>> begin Recorded information

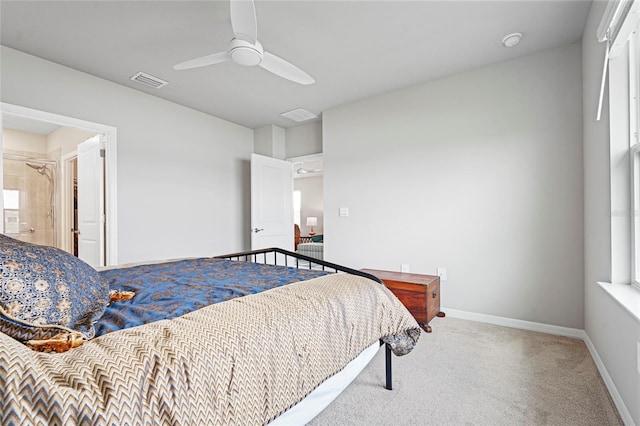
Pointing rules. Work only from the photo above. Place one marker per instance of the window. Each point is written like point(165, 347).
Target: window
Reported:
point(621, 29)
point(634, 150)
point(297, 205)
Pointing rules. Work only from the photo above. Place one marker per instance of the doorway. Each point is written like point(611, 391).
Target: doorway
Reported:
point(108, 176)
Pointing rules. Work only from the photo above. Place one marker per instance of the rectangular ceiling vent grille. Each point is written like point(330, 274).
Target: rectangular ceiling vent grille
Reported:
point(149, 80)
point(299, 115)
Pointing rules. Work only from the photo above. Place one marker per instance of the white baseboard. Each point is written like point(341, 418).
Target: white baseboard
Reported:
point(514, 323)
point(613, 391)
point(556, 330)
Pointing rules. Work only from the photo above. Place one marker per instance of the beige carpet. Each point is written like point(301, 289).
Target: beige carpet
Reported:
point(469, 373)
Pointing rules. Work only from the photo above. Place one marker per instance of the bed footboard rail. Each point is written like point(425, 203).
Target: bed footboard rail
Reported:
point(278, 256)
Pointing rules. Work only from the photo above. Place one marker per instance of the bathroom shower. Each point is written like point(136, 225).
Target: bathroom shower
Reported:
point(43, 169)
point(29, 200)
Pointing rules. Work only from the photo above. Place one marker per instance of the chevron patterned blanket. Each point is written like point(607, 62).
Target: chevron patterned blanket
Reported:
point(239, 362)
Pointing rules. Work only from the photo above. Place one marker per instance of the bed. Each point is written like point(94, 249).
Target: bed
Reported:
point(251, 358)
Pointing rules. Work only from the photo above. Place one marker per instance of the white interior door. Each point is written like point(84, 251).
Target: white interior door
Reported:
point(91, 202)
point(271, 203)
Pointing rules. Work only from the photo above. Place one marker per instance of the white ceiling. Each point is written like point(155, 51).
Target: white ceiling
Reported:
point(353, 49)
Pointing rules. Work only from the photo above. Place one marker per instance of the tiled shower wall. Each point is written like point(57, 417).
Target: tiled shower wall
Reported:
point(31, 221)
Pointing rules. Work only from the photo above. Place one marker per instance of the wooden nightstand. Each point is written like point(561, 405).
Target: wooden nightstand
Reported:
point(419, 293)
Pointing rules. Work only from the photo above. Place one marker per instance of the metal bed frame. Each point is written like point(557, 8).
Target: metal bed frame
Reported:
point(278, 256)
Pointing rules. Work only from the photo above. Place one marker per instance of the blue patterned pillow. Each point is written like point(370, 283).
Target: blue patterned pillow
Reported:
point(45, 291)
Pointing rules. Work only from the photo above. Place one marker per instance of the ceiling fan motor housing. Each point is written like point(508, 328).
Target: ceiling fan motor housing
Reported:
point(245, 53)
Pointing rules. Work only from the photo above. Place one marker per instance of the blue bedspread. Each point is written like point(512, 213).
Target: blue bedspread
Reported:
point(172, 289)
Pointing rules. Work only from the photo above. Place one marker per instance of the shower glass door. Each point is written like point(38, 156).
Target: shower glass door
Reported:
point(29, 199)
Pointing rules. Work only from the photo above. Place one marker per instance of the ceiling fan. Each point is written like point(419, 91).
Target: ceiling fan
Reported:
point(245, 49)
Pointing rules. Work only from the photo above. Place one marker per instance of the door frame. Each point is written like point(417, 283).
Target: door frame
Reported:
point(110, 138)
point(66, 191)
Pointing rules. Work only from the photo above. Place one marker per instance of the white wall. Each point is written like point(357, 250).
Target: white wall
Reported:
point(611, 329)
point(23, 141)
point(480, 173)
point(183, 176)
point(312, 201)
point(67, 139)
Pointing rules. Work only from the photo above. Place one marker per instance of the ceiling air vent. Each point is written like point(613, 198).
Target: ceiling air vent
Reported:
point(149, 80)
point(299, 115)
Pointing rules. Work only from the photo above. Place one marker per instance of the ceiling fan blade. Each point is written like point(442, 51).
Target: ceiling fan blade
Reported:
point(216, 58)
point(243, 20)
point(284, 69)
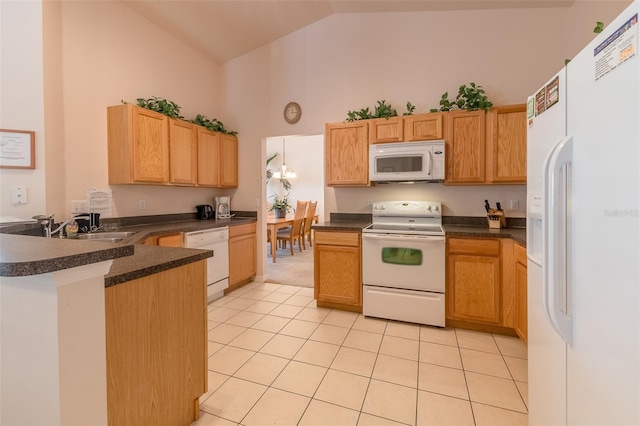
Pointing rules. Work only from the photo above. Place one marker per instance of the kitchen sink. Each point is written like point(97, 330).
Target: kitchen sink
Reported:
point(112, 237)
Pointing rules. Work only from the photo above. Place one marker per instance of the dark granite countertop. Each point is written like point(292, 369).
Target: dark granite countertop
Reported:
point(22, 255)
point(453, 226)
point(147, 260)
point(26, 255)
point(519, 235)
point(341, 225)
point(142, 232)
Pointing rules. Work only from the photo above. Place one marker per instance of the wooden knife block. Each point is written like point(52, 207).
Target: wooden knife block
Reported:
point(496, 219)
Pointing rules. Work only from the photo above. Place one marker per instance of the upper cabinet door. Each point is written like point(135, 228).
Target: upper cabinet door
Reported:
point(208, 157)
point(384, 130)
point(423, 127)
point(183, 152)
point(507, 144)
point(138, 145)
point(228, 160)
point(346, 154)
point(465, 146)
point(150, 146)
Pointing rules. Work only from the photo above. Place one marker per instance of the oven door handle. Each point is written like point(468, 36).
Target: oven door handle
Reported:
point(404, 238)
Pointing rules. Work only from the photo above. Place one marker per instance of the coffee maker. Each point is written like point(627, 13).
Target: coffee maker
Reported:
point(223, 208)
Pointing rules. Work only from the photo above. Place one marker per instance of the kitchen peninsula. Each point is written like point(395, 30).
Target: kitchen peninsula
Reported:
point(83, 342)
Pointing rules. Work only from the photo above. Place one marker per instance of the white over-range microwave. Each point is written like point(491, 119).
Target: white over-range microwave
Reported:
point(407, 162)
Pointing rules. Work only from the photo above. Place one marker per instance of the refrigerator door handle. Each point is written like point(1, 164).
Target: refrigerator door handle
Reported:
point(555, 256)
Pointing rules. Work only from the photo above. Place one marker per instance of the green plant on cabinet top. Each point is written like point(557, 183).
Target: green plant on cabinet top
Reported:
point(382, 110)
point(172, 110)
point(471, 98)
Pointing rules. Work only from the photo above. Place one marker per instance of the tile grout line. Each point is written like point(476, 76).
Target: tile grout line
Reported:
point(526, 406)
point(349, 329)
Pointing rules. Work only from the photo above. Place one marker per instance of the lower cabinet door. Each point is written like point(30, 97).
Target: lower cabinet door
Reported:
point(338, 276)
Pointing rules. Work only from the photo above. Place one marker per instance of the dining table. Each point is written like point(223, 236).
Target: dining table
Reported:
point(273, 224)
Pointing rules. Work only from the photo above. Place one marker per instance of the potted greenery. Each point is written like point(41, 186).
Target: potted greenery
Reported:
point(280, 205)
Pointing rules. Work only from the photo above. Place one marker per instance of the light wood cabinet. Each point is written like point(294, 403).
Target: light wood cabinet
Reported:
point(465, 147)
point(138, 147)
point(385, 130)
point(337, 270)
point(242, 255)
point(217, 159)
point(183, 152)
point(423, 127)
point(146, 147)
point(507, 144)
point(156, 339)
point(346, 154)
point(228, 161)
point(474, 283)
point(520, 254)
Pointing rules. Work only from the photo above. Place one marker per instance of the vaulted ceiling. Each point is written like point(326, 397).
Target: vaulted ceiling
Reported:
point(226, 29)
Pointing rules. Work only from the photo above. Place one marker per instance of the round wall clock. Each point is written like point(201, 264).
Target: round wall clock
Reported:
point(292, 112)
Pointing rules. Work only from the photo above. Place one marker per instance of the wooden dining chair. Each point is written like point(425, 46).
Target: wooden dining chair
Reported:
point(293, 233)
point(306, 227)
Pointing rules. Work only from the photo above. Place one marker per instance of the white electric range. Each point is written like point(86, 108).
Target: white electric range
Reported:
point(403, 262)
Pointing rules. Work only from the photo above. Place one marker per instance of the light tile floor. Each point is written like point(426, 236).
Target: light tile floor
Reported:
point(276, 359)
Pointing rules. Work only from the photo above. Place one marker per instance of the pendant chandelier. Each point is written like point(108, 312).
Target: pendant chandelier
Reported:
point(283, 172)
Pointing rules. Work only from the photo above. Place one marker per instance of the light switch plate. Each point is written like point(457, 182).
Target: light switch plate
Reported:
point(19, 195)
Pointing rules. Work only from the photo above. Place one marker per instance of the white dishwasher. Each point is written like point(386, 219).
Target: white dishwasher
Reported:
point(217, 240)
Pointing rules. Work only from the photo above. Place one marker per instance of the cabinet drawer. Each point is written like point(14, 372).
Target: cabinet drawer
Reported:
point(520, 254)
point(477, 246)
point(351, 239)
point(237, 230)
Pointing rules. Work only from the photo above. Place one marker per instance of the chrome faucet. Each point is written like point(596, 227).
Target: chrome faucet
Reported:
point(48, 223)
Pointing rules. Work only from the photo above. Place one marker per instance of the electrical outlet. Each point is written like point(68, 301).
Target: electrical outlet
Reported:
point(79, 206)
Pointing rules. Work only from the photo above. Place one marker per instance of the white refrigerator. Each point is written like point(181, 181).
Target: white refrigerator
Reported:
point(583, 235)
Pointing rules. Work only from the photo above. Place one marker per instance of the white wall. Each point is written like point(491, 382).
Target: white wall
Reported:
point(21, 100)
point(302, 155)
point(96, 54)
point(348, 62)
point(111, 54)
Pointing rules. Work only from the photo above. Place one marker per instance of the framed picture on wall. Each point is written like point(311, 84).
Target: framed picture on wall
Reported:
point(17, 149)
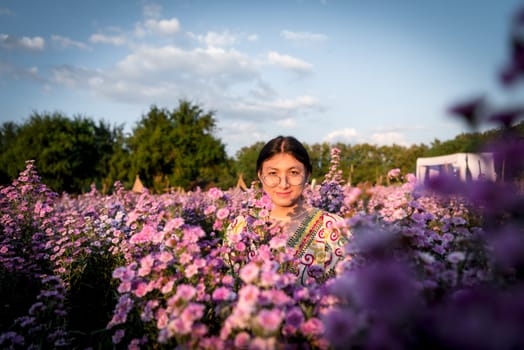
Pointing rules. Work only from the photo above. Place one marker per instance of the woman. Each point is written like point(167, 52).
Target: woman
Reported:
point(284, 169)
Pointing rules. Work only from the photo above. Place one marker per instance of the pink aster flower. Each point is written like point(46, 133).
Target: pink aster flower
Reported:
point(295, 318)
point(210, 210)
point(168, 287)
point(222, 213)
point(221, 294)
point(173, 224)
point(145, 265)
point(185, 292)
point(313, 326)
point(141, 289)
point(249, 272)
point(242, 340)
point(191, 270)
point(270, 320)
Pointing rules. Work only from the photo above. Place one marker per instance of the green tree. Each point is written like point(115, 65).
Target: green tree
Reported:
point(246, 160)
point(178, 149)
point(70, 154)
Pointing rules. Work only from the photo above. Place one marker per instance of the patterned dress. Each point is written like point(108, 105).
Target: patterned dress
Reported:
point(317, 240)
point(319, 246)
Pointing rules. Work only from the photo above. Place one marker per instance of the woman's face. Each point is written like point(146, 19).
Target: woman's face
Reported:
point(293, 178)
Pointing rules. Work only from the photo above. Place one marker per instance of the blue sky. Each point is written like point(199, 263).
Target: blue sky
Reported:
point(354, 71)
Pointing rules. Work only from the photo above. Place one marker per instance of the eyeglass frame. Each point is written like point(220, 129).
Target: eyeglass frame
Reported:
point(302, 181)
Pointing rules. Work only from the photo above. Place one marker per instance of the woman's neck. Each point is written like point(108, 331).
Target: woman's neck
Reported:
point(289, 213)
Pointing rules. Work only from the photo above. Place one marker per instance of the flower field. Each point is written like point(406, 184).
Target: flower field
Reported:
point(434, 266)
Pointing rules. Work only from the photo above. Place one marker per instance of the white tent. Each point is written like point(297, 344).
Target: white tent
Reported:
point(465, 166)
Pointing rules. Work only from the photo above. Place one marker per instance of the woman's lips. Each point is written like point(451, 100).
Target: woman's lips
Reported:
point(283, 194)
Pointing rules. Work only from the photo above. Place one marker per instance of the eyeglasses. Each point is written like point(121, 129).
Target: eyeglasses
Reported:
point(294, 178)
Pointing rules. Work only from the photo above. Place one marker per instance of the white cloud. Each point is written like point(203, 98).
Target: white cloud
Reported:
point(388, 138)
point(288, 62)
point(287, 123)
point(163, 27)
point(116, 40)
point(25, 43)
point(297, 103)
point(152, 10)
point(346, 135)
point(71, 76)
point(303, 36)
point(65, 42)
point(8, 69)
point(214, 39)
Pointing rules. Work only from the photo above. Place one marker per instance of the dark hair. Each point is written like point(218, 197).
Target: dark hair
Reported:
point(284, 144)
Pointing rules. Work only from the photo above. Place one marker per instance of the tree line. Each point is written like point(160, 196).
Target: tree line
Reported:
point(179, 149)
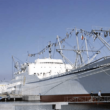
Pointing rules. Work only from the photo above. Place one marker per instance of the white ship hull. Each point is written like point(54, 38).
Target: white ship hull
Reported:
point(83, 81)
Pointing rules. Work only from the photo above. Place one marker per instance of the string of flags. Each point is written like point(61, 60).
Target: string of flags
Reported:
point(83, 32)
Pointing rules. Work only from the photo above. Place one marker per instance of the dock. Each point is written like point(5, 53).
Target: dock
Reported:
point(31, 102)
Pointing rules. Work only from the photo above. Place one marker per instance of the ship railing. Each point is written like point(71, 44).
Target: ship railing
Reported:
point(87, 99)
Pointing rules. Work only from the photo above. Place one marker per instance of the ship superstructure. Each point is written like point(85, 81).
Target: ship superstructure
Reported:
point(56, 77)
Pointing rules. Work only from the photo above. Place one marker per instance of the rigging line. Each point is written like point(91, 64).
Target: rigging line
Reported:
point(18, 59)
point(67, 43)
point(90, 46)
point(104, 45)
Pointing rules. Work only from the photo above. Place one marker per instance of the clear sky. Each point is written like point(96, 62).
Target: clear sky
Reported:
point(28, 25)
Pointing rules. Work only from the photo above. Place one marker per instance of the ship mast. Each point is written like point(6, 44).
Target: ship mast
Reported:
point(78, 53)
point(49, 50)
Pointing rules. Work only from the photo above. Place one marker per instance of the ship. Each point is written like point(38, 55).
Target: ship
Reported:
point(51, 77)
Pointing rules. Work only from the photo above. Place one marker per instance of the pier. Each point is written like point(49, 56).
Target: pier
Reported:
point(58, 102)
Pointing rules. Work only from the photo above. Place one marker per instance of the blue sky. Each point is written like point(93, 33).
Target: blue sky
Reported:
point(28, 25)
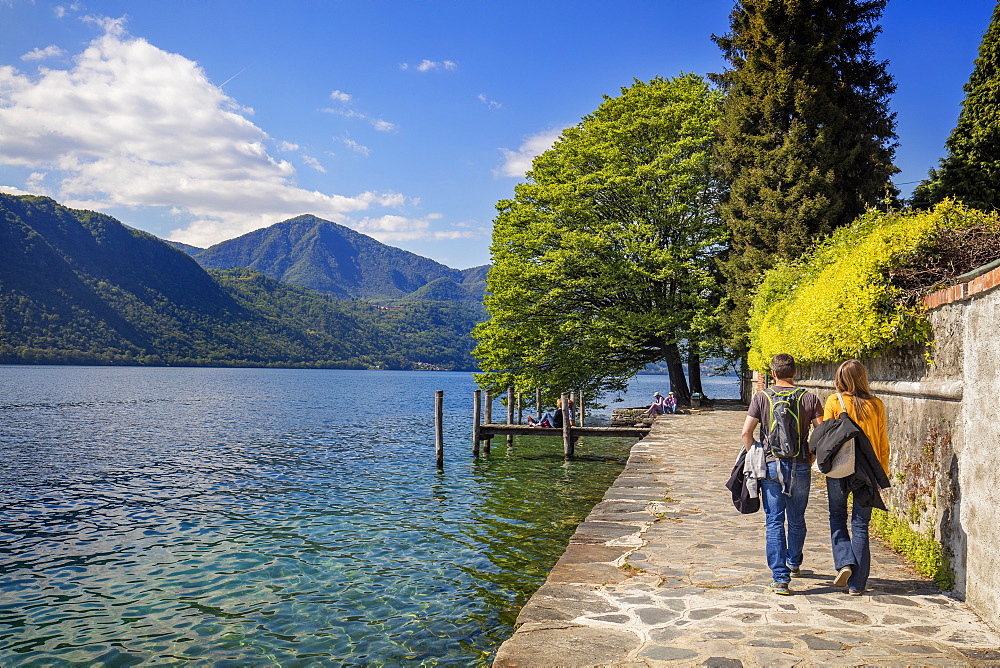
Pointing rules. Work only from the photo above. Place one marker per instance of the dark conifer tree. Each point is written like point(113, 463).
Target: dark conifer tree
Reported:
point(806, 140)
point(970, 171)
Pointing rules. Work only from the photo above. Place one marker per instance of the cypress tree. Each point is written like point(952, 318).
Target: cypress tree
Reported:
point(970, 171)
point(806, 138)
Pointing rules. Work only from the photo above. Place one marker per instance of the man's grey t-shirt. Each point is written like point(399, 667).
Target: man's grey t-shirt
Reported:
point(809, 409)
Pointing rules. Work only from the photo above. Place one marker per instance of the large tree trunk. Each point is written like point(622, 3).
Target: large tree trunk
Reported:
point(694, 370)
point(678, 384)
point(746, 385)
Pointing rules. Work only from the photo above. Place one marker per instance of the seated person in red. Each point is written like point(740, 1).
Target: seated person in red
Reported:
point(552, 419)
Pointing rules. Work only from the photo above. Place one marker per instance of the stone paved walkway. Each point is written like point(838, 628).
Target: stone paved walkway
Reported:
point(664, 571)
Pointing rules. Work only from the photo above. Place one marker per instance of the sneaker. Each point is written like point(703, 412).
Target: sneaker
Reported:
point(780, 588)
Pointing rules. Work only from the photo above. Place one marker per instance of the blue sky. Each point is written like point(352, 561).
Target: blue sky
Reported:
point(407, 120)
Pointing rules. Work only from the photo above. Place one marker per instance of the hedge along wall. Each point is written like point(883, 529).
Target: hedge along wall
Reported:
point(838, 302)
point(944, 436)
point(936, 367)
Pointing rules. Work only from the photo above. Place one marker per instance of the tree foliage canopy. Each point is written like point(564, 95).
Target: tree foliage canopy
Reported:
point(603, 261)
point(806, 138)
point(970, 172)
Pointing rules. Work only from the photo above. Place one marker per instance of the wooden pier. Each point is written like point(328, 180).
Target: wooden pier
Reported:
point(487, 430)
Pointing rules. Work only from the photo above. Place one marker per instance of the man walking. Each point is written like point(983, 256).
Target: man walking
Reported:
point(784, 414)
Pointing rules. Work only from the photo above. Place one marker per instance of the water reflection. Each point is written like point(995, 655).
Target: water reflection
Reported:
point(163, 516)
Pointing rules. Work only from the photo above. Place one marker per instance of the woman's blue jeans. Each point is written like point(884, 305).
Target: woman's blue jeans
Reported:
point(781, 505)
point(849, 548)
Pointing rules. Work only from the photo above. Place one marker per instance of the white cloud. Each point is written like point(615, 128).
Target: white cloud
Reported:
point(516, 163)
point(11, 190)
point(356, 147)
point(491, 104)
point(63, 10)
point(393, 228)
point(428, 65)
point(314, 163)
point(131, 125)
point(377, 123)
point(52, 51)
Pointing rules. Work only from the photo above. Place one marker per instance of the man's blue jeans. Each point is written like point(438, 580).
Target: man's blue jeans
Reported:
point(784, 550)
point(849, 548)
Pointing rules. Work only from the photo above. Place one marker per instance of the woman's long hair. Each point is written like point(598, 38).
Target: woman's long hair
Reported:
point(852, 378)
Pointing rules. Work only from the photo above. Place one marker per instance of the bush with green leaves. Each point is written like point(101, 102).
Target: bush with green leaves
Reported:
point(839, 302)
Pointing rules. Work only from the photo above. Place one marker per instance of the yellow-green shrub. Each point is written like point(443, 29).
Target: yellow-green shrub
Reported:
point(837, 302)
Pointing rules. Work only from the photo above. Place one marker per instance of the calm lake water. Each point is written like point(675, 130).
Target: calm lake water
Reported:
point(163, 516)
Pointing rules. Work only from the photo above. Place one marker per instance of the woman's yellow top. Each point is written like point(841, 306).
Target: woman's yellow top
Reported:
point(872, 422)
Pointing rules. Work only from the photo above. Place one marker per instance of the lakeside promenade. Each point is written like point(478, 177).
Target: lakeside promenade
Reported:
point(664, 571)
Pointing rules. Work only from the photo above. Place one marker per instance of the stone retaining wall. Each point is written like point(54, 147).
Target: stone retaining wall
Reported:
point(944, 434)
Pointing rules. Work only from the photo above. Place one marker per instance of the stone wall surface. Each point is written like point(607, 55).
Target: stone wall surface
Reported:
point(978, 513)
point(944, 433)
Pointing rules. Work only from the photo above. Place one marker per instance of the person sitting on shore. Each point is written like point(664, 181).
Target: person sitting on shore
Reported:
point(659, 405)
point(552, 419)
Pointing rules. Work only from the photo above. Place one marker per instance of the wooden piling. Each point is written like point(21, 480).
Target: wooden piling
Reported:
point(510, 414)
point(477, 406)
point(439, 427)
point(567, 434)
point(489, 420)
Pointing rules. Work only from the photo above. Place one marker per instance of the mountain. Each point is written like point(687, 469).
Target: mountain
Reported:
point(330, 258)
point(187, 248)
point(80, 287)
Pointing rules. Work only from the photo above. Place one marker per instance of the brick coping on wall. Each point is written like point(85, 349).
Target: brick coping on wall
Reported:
point(963, 291)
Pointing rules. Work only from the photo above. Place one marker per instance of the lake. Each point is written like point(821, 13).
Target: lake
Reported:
point(272, 516)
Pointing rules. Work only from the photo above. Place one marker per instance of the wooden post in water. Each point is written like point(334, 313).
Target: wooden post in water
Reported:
point(510, 414)
point(567, 434)
point(439, 427)
point(477, 405)
point(489, 420)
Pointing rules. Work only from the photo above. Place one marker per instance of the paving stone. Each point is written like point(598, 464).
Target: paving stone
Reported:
point(655, 616)
point(850, 616)
point(664, 653)
point(981, 654)
point(722, 662)
point(814, 643)
point(723, 635)
point(612, 619)
point(705, 613)
point(666, 635)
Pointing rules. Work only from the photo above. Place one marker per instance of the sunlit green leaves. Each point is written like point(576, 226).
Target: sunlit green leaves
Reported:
point(604, 257)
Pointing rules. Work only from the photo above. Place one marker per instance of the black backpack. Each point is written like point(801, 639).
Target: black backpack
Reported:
point(784, 405)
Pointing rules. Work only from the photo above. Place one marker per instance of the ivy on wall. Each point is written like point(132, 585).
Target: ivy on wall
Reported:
point(838, 301)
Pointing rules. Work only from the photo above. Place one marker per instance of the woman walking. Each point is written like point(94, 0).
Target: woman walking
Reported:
point(851, 553)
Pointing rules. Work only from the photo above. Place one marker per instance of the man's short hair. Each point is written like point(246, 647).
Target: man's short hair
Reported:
point(783, 366)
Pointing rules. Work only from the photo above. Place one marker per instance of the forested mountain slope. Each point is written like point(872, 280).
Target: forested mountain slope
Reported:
point(80, 287)
point(334, 259)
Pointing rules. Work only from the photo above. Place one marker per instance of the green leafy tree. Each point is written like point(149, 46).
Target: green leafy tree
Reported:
point(970, 171)
point(806, 138)
point(604, 260)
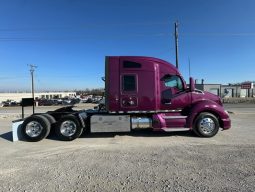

>> end Recorded information

Copy out the lines starting at the one that contains "like point(557, 8)." and ending at the one that contains "point(112, 237)", both included, word for word. Leave the pictures out of your answer.

Pointing rules. Work only from the photo above. Place one marker per instance of the metal bed frame. Each point is written like point(557, 8).
Target: metal bed frame
Reported:
point(278, 256)
Pointing rules. Work only from the photo above. Place one marker per instance of the blue patterned pillow. Each point is written like point(370, 283).
Target: blue patterned pillow
Reported:
point(45, 291)
Pointing rules. Work only from the photo above. Place one marker per instance of the ceiling fan motor housing. Each point is written like point(508, 328).
Target: ceiling fan motor housing
Reported:
point(245, 53)
Pointing rules. Work only from the photo above. Place one marker per instance of the blue bedspread. Each point is written like point(512, 213).
Target: blue bedspread
Reported:
point(172, 289)
Pointing rules. Work only from the photo above. Place one marker per instance of the shower glass door. Each point is written like point(38, 156).
Target: shower glass door
Reported:
point(29, 199)
Pointing rules. Work only from the photo above. Place one marker per instance of the ceiling fan. Each point is written like point(419, 91).
Target: ceiling fan
Reported:
point(245, 49)
Pointing rules. Work only from the photo above. Place one marker per instance of the door frame. Each point is written like point(417, 283).
Target: door frame
Reported:
point(110, 138)
point(66, 191)
Pointing rules. Work only from the photo above. Place one marker per instance of the white wall. Each point is written like point(357, 250).
Target: white wall
Reported:
point(611, 329)
point(23, 141)
point(480, 173)
point(183, 176)
point(312, 201)
point(67, 139)
Pointing rules. Work only from the photo above. Place one marker per instance of the ceiling air vent. Each point is written like point(613, 198).
Target: ceiling air vent
Reported:
point(149, 80)
point(299, 115)
Pointing rules. Work only from the photo above. Place one marker per instance of the ceiling fan blade. Each point is written like point(442, 51).
Target: ceiling fan blade
Reported:
point(216, 58)
point(243, 20)
point(284, 69)
Pointing rules. Work only from the photo above. Place one marker per instance of the kitchen sink. Each point is written like point(97, 330).
Target: kitchen sink
Reported:
point(112, 237)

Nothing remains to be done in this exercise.